TASK DESCRIPTION: Give the data again exactly as it appears, excluding any pictures.

(Data excerpts)
-------------------------

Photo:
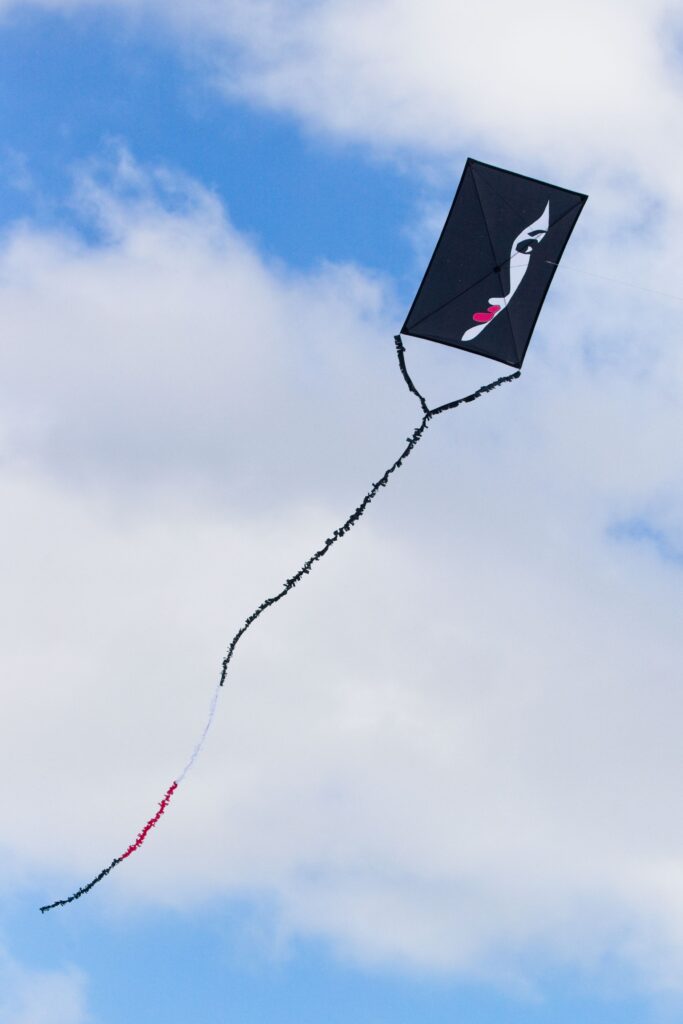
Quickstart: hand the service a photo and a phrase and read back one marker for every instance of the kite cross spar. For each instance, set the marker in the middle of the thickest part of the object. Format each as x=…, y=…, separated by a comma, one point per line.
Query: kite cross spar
x=497, y=221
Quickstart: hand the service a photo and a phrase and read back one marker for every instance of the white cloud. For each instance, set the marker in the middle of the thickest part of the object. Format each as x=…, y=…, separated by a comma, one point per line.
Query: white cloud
x=566, y=91
x=36, y=996
x=457, y=743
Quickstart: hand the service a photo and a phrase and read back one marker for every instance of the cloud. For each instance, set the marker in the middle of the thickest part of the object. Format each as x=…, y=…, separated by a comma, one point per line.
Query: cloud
x=36, y=996
x=456, y=747
x=566, y=92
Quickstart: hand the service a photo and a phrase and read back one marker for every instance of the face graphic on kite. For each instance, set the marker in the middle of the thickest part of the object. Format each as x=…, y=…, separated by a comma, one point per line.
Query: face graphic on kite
x=520, y=255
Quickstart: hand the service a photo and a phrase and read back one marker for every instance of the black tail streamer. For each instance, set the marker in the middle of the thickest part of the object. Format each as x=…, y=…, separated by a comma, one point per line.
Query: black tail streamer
x=411, y=442
x=428, y=414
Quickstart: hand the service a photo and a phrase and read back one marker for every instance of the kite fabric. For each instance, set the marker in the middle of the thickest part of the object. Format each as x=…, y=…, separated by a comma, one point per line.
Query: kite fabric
x=494, y=263
x=497, y=222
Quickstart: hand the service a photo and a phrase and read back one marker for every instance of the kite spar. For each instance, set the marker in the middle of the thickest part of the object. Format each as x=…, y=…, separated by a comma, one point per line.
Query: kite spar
x=482, y=292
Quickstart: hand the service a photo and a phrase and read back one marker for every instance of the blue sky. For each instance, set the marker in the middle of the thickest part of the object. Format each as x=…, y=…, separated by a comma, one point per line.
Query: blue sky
x=443, y=784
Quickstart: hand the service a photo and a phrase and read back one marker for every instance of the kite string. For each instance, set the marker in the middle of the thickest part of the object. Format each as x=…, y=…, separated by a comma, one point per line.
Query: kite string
x=412, y=441
x=615, y=281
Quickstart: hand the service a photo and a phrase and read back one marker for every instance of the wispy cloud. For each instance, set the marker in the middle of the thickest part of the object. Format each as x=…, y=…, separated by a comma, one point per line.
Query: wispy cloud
x=458, y=743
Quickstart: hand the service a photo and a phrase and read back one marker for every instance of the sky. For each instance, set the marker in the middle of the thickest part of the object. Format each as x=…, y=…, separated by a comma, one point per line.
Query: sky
x=443, y=782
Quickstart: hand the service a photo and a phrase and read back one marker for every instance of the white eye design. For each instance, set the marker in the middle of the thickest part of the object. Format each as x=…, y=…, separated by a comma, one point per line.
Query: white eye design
x=520, y=254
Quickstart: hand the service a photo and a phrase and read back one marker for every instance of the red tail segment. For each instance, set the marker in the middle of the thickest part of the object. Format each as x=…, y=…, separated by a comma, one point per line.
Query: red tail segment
x=151, y=823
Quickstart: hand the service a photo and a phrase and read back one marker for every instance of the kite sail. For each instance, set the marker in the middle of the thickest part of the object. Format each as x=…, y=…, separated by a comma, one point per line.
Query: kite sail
x=482, y=292
x=494, y=263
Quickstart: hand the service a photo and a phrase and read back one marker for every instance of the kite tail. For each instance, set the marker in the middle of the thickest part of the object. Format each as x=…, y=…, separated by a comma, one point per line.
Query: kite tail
x=411, y=442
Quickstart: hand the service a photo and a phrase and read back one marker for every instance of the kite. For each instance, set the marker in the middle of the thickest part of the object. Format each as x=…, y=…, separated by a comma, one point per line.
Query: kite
x=482, y=292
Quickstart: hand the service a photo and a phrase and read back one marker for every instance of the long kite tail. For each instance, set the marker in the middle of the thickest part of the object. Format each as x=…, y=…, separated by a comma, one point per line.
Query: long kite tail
x=411, y=442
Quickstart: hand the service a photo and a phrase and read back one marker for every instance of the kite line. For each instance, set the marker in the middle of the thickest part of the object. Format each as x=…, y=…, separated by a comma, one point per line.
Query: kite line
x=412, y=441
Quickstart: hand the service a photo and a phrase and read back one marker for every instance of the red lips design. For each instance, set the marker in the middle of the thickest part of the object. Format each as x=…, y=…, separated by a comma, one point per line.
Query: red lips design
x=484, y=317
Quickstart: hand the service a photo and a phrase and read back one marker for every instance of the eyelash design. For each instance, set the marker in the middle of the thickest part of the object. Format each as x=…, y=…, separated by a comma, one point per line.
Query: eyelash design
x=527, y=246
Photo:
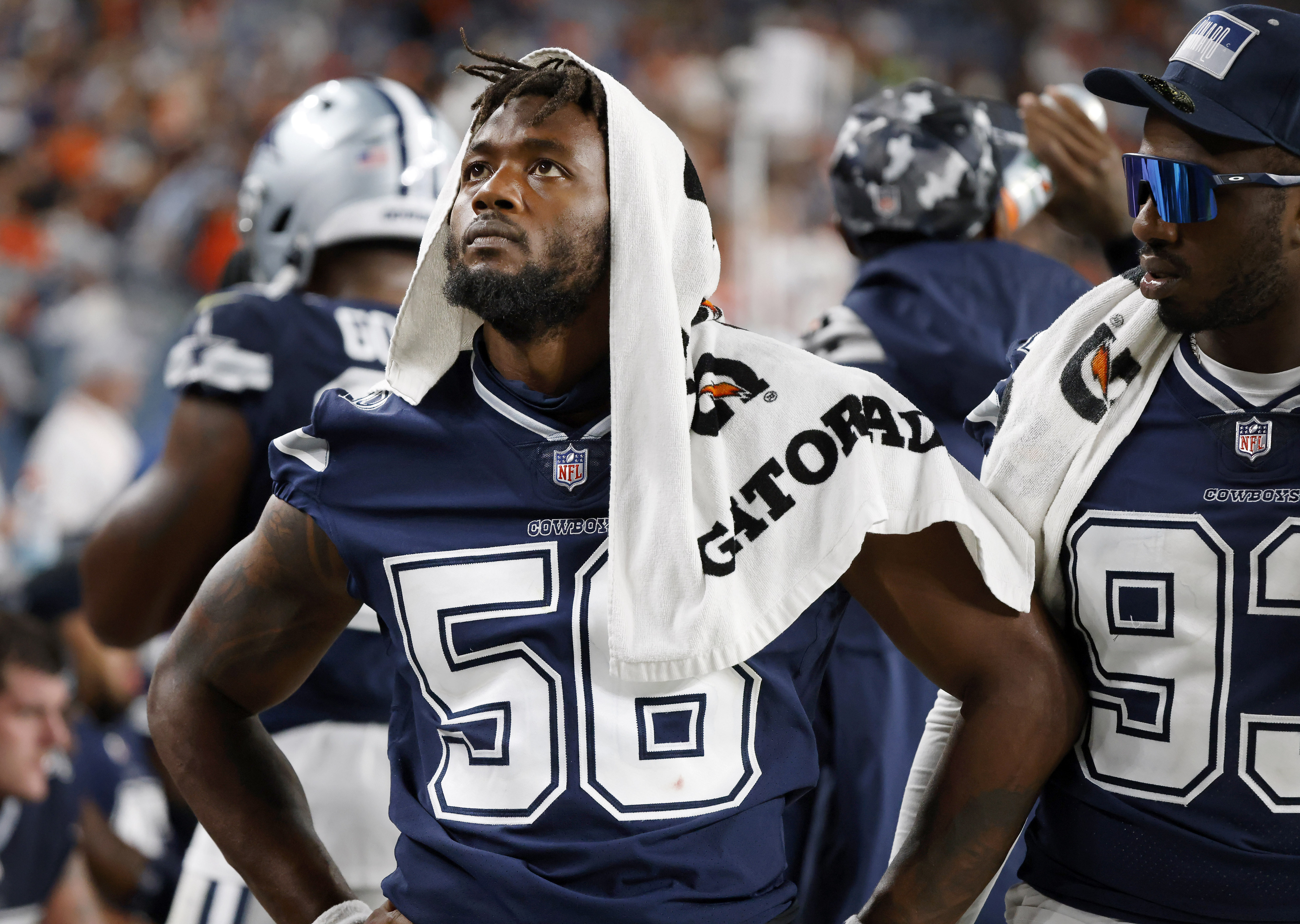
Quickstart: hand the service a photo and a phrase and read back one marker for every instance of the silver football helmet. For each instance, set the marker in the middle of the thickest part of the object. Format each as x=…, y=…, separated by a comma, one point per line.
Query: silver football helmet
x=349, y=160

-------------------------

EXERCISE RESULT:
Photo:
Quickstart: hand the service a photo and a phrase and read back one marker for every instance of the kite cross spar. For each instance, set the marker in the middle of the thickest part of the object. Format each as x=…, y=…, separated by a comma, one point per line.
Query: kite cross spar
x=497, y=221
Quickstart: hand the service a photo and a phrase and read back one marker for every instance of the white cloud. For each instance, set the marker in the middle of the thickest part of the object. Format each as x=…, y=…, separated by a comma, one point per line.
Query: white cloud
x=566, y=91
x=36, y=996
x=457, y=743
Quickstart: hand the service a photo and a phrase and read back one marker for every instance of the cloud. For each instance, set the marker in the middle of the thickest part of the object. Format each as x=…, y=…, separated by a comma, one point per line.
Query: cloud
x=36, y=996
x=456, y=747
x=566, y=92
Quickstart: hand the service a photo and a phrase and read back one marker for every instance of the face graphic on kite. For each instance, set the marker in the middle of the thickest part of the object. Format each as x=…, y=…, separated by a comma, one point per line.
Query: face graphic on kite
x=520, y=255
Quickstart: hand the service a photo and a phrase and read back one marker for every instance of the black tail streamer. For each instance, set the marker in the middle of the thickest part of the object. Format each as x=…, y=…, separated by a comma, one point per line.
Query: black tail streamer
x=411, y=442
x=428, y=414
Quickstart: hand the service a photo and a phrase and read back one marker for every instance of the kite fabric. For each instance, set the marker in the middle of the thickest part of the object. Format each as x=…, y=…, separated by a comma, one point per line.
Query: kite fabric
x=494, y=263
x=497, y=222
Quickstart: hand the service a photo and a phrase and read back one marker for every instance of the kite spar. For each instance, set the marker in the middle of the thickest part of the object. Format each as x=…, y=…, separated by a comma, one point per line.
Query: kite spar
x=482, y=292
Quickstart: hand the service a photo and a phrase and read back one marker for every instance of the blue sky. For each instance, set the marker in the middle of the thickest part of the object. Format each as x=…, y=…, separated by a comma, one point per line.
Query: blue sky
x=443, y=784
Quickstart: hand the service a photo and a phrase and read back one marker for every instance of the kite string. For each instance, set the marker in the middle of the thickest part of the object. Format each as x=…, y=…, separated by a comma, one point per line.
Query: kite string
x=412, y=441
x=615, y=281
Quickstart: hand the service a photo and a phrase and read back one marker for every instance of the wispy cloud. For each instance, set the marker in the middle of the thickest part of the object. Format each as x=…, y=…, separated by a comma, one point per line.
Query: wispy cloud
x=458, y=743
Quickstart: hand the service a photo and a phrase and read back one marker for every instance of the sky. For each instance, set the marker in the middle of the thickest part of the object. Format each as x=…, y=…, separated by a comma, one point per line.
Query: sky
x=443, y=782
Quickstart: hand the service a photo and a phrase and read back one marker for every instance of the white eye design. For each instance, set the marker in the middle of the thickest part of the object. Format each as x=…, y=…, separated by a comma, one point per line.
Query: white eye design
x=520, y=254
Quickstart: hand the service a photo and a phrase and read back one marker for every instance of the red tail segment. For each instance, set the marker in the middle of the thickest part of the object. Format each as x=…, y=…, separated by a comma, one point per line.
Query: red tail segment
x=151, y=823
Quickstart: hand the service a photo and a phrase and read back one marker for every instance of the kite sail. For each instance, set the marker in the middle of the thickest part of the object. Format each as x=…, y=…, separated by a comma, one point per line.
Query: kite sail
x=482, y=292
x=494, y=263
Quickstart: hand the service a photo and a phrase and read back one marker for every instance of the kite tail. For each instance, set the marker in the middle of the thickest part of the object. Format each as x=…, y=…, separated by a comma, one point per line.
Query: kite tail
x=411, y=442
Quickstart: hand the service a photo and a phrase and read back one marker for every instance of the kite. For each instance, set the marker in the middle of the thickest part of the object. Format each as x=…, y=…, separated by a comma, one point per line.
Query: kite
x=482, y=292
Quickstart: hand the service a photo and a phrase and read back one marker for every instance of the long kite tail. For each instance, set the marker in the middle of the thickest part of the object. Format each as x=…, y=…, separated by a comma, one point per line.
Query: long kite tail
x=411, y=442
Quickstart: hand the service a photo and a phrase and read back one marker for every instance of the kite line. For each instance, set the marker in the middle of the thickest part of the object. Format each as x=…, y=…, separated by a comma, one point per line.
Query: kite line
x=412, y=441
Quickstart: hand the service a photo and a phrase and read back one marker for every instance of the red lips design. For each instance, set the marker in the middle of the thickest part of the object. Format each as x=…, y=…, separated by a comma, one point per line.
Query: red lips design
x=484, y=317
Quickstart: hand the service a photo and a phrase and read back one marker for every instance of the eyelash design. For each instance, set the marker in the middle of the thickest part of the object. Format each as x=…, y=…, separated by a comma, one point per line.
Query: eyelash design
x=527, y=246
Photo:
Quickstart: hand the service a photo and a phrase and read back one marker for every instance of the silver football helmet. For each instance, set the marker in the middle of the thickest part of the object. Format each as x=…, y=…, separated by a comma, one point per line.
Query: silver football helmet
x=349, y=160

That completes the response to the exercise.